## What needs to be done
Please tally how many lines in the records below contain the string "wooden", counting only matches with the same capitalization. Reply with the number alone.

## Source data
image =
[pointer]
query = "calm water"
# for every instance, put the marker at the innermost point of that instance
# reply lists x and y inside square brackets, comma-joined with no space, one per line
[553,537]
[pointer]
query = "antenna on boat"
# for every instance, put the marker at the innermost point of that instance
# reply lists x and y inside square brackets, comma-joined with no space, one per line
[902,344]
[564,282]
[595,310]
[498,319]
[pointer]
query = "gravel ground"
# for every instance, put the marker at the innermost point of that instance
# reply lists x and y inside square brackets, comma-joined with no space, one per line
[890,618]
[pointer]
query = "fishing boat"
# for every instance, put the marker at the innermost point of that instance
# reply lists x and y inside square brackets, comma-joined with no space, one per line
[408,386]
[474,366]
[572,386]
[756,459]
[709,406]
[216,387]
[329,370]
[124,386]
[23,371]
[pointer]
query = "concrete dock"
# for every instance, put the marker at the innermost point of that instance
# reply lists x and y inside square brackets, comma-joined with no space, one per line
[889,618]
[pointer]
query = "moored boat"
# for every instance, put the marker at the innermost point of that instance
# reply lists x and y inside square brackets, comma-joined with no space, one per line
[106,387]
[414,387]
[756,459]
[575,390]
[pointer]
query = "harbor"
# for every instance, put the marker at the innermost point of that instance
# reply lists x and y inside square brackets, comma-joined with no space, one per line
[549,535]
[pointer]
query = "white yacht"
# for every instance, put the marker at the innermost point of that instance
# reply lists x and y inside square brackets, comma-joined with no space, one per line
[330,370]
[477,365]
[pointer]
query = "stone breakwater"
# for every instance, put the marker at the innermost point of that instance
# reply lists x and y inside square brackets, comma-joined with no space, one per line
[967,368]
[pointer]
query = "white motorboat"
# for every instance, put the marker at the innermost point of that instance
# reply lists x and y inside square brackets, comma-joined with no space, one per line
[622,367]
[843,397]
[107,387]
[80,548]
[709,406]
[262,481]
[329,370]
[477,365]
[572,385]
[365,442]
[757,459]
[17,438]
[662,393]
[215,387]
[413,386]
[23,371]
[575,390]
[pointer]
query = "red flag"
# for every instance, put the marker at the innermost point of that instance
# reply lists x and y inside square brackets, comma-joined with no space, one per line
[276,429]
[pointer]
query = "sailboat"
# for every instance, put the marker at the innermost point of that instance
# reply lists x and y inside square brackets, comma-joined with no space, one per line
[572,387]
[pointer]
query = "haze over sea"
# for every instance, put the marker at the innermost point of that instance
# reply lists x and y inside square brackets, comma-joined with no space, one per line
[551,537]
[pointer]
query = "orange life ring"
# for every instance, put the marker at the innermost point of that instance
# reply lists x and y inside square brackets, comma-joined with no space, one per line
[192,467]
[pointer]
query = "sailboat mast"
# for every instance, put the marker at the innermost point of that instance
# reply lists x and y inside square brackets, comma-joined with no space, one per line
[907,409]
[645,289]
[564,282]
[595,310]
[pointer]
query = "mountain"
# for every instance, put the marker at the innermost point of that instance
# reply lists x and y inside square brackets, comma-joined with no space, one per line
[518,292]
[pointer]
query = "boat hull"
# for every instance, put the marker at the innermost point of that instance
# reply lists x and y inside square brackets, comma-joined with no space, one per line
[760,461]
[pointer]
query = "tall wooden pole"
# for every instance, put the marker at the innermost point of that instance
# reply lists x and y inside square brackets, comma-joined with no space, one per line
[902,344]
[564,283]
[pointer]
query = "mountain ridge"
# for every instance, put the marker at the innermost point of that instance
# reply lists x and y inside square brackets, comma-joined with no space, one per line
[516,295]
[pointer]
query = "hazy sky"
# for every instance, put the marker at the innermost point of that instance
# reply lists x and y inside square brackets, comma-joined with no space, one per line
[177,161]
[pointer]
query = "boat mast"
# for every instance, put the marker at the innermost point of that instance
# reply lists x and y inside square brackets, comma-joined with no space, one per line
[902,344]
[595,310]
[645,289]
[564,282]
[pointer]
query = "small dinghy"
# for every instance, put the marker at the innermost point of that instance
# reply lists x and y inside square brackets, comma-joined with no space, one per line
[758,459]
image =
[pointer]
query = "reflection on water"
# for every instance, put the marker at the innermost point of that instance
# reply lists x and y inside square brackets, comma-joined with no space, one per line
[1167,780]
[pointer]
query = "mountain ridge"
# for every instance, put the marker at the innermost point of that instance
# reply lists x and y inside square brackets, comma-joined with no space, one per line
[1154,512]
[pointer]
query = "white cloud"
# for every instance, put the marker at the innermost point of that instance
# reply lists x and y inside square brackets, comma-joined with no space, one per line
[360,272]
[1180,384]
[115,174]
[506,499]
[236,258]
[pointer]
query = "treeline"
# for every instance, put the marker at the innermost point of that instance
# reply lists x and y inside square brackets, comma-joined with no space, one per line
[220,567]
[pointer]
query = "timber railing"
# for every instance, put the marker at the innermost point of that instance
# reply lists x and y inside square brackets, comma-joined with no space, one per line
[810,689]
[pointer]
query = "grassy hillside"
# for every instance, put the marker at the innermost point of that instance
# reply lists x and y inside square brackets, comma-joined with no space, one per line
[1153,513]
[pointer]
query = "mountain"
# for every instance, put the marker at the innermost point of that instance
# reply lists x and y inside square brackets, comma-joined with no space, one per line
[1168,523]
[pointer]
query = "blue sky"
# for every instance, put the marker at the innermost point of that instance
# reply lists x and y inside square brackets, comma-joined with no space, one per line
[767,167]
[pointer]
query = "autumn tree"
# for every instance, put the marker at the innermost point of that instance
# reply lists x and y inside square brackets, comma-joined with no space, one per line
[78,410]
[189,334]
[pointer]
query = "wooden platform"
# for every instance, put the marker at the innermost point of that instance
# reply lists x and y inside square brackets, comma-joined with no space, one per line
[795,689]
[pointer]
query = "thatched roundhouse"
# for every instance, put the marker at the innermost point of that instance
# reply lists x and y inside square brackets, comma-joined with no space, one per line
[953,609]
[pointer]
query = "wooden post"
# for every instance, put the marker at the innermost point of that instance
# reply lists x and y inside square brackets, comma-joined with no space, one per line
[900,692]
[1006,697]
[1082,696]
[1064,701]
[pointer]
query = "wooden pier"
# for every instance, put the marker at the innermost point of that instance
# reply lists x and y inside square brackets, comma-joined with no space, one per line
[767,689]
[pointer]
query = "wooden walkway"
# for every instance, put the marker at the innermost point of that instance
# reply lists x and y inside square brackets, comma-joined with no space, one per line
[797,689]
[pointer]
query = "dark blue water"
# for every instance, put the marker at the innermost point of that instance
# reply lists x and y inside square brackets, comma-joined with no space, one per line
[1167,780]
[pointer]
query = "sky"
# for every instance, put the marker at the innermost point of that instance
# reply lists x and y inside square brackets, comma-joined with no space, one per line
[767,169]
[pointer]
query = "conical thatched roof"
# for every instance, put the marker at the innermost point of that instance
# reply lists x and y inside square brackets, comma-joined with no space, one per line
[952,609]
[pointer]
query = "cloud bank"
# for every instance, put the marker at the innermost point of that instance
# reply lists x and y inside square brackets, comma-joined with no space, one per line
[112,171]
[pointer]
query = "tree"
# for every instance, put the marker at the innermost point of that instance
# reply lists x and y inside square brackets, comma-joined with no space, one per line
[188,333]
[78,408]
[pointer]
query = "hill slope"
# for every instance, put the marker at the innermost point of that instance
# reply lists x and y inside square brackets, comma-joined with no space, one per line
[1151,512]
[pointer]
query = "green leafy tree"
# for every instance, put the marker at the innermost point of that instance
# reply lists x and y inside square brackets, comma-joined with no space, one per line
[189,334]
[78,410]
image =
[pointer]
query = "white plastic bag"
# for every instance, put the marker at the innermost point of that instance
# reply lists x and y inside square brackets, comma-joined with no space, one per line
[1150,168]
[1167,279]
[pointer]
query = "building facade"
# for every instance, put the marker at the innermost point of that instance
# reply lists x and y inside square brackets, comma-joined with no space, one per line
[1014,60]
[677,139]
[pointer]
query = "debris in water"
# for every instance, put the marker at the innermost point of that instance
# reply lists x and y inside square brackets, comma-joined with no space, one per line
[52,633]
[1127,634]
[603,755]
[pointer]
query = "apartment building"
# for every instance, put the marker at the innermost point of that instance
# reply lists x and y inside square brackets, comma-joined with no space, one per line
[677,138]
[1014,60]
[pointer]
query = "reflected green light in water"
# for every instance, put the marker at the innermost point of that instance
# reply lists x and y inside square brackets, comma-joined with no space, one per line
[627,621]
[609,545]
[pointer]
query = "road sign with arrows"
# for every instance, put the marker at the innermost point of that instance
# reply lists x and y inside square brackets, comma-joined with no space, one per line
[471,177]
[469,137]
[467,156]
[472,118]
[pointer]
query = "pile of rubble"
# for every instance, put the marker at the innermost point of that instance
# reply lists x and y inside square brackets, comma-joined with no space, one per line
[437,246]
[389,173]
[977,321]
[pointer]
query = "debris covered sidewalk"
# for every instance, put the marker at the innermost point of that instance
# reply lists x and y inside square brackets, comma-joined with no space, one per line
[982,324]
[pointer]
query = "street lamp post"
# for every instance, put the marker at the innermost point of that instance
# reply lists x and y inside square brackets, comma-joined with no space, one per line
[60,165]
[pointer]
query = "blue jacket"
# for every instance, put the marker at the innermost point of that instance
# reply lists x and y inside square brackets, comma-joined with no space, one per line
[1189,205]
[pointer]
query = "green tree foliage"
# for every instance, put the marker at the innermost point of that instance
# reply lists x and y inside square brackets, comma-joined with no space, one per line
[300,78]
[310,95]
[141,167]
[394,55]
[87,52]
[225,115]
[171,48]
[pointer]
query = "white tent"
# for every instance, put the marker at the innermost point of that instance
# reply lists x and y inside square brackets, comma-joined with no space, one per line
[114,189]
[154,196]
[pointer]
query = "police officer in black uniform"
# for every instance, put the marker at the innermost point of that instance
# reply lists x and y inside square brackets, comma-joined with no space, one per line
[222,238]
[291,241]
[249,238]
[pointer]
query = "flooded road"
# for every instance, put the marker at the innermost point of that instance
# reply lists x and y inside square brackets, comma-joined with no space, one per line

## Solution
5